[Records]
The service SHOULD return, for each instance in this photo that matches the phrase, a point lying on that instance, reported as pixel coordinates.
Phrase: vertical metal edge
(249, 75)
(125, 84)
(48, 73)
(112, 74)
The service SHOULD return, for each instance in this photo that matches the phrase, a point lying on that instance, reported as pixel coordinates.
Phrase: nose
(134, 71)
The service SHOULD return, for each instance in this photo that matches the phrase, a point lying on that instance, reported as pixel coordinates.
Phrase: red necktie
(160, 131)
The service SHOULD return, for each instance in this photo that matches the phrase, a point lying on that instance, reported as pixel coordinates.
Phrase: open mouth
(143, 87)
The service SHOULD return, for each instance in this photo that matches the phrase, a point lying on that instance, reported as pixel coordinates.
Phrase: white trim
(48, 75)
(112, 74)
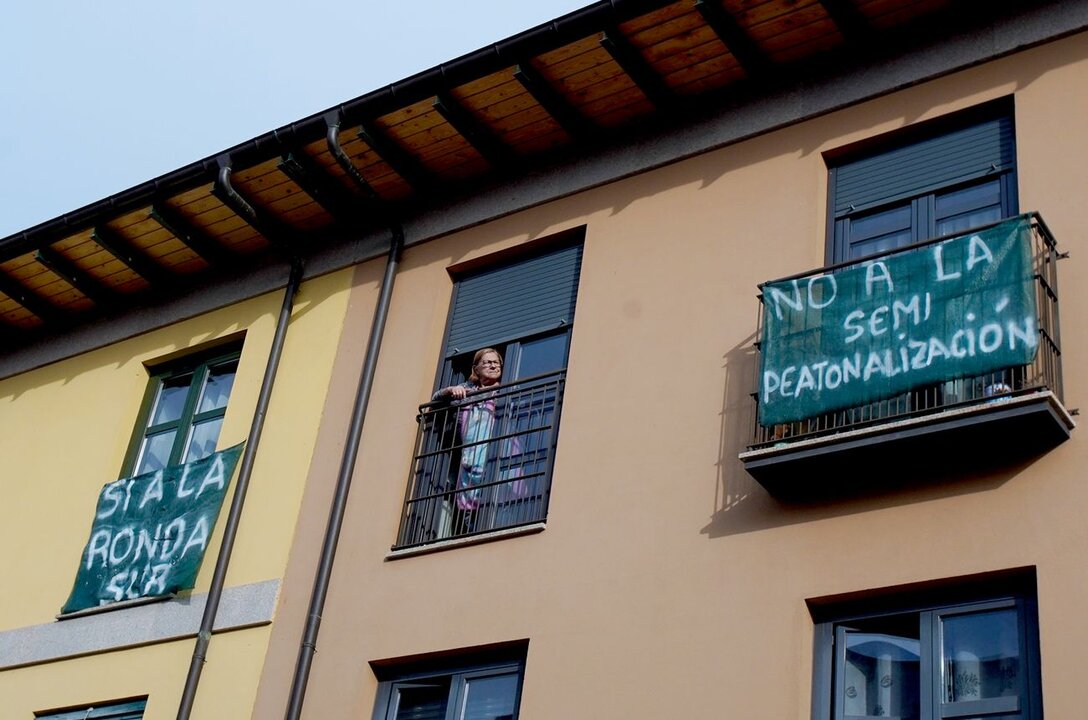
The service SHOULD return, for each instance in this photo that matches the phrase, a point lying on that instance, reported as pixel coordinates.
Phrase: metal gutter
(234, 518)
(422, 85)
(336, 511)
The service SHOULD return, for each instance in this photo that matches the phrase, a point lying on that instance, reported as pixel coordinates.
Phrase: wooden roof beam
(476, 132)
(75, 276)
(11, 336)
(742, 47)
(177, 225)
(573, 123)
(402, 162)
(135, 260)
(321, 186)
(637, 67)
(274, 232)
(333, 122)
(848, 19)
(44, 309)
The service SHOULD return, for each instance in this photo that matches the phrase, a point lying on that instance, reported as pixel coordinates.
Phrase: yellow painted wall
(157, 671)
(667, 582)
(64, 430)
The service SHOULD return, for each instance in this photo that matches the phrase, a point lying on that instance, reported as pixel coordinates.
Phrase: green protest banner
(957, 308)
(150, 532)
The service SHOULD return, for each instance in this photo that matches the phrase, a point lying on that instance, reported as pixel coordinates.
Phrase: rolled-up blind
(515, 300)
(963, 154)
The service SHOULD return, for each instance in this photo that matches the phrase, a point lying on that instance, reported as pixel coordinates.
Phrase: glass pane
(981, 656)
(218, 385)
(881, 670)
(542, 356)
(202, 439)
(968, 220)
(969, 207)
(155, 452)
(968, 198)
(880, 231)
(420, 702)
(490, 698)
(171, 399)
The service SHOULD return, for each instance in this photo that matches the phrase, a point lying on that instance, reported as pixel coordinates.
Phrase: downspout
(234, 518)
(336, 511)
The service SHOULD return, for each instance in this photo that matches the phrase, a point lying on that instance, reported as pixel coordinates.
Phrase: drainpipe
(336, 511)
(231, 531)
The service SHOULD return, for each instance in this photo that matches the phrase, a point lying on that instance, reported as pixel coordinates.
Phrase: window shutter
(960, 156)
(515, 300)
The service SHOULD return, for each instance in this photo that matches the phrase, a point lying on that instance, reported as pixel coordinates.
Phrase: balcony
(484, 463)
(981, 390)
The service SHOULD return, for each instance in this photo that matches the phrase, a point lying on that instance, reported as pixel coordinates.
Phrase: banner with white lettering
(959, 308)
(150, 532)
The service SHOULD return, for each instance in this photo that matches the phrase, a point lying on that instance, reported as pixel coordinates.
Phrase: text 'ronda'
(150, 532)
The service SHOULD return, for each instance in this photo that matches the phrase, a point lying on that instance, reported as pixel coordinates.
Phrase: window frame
(920, 203)
(456, 673)
(534, 344)
(1011, 591)
(198, 364)
(114, 710)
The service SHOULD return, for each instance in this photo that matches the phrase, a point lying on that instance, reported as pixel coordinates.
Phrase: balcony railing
(1043, 373)
(483, 463)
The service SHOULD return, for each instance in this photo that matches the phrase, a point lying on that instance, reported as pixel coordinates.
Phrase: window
(960, 174)
(486, 690)
(484, 462)
(130, 710)
(183, 411)
(975, 656)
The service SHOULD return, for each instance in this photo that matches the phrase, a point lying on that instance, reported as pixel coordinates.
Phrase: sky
(99, 96)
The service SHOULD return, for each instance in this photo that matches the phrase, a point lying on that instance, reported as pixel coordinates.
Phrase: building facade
(616, 206)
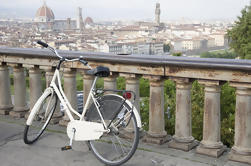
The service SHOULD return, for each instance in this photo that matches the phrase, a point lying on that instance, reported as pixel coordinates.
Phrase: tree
(240, 34)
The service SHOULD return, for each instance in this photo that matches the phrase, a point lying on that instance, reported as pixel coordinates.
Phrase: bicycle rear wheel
(46, 106)
(117, 146)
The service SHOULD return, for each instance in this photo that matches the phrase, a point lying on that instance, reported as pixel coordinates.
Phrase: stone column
(241, 151)
(88, 80)
(20, 105)
(183, 139)
(211, 144)
(49, 72)
(156, 133)
(70, 90)
(35, 86)
(5, 99)
(110, 82)
(132, 84)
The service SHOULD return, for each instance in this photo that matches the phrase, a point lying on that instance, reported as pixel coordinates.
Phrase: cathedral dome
(44, 14)
(88, 20)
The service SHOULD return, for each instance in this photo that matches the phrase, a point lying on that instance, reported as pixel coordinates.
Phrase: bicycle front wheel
(120, 143)
(44, 110)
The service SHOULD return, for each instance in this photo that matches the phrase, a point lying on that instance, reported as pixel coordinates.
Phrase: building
(45, 20)
(44, 14)
(149, 48)
(157, 14)
(80, 23)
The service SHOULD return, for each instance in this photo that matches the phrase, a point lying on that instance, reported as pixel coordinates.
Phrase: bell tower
(157, 14)
(79, 19)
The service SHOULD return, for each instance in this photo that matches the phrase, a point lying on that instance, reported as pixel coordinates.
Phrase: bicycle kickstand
(68, 147)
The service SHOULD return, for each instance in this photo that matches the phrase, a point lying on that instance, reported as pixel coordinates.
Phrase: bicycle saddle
(99, 71)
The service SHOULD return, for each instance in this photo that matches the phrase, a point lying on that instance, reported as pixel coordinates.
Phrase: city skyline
(111, 10)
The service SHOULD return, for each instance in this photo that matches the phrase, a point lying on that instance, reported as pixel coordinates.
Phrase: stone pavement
(47, 151)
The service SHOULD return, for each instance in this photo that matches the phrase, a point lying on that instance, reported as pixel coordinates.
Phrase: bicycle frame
(65, 102)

### Problem
Pull out every line of the records that contains the word "wheel", matching its case exactly.

### Finished answer
Phrase: bicycle rear wheel
Phrase: bicycle front wheel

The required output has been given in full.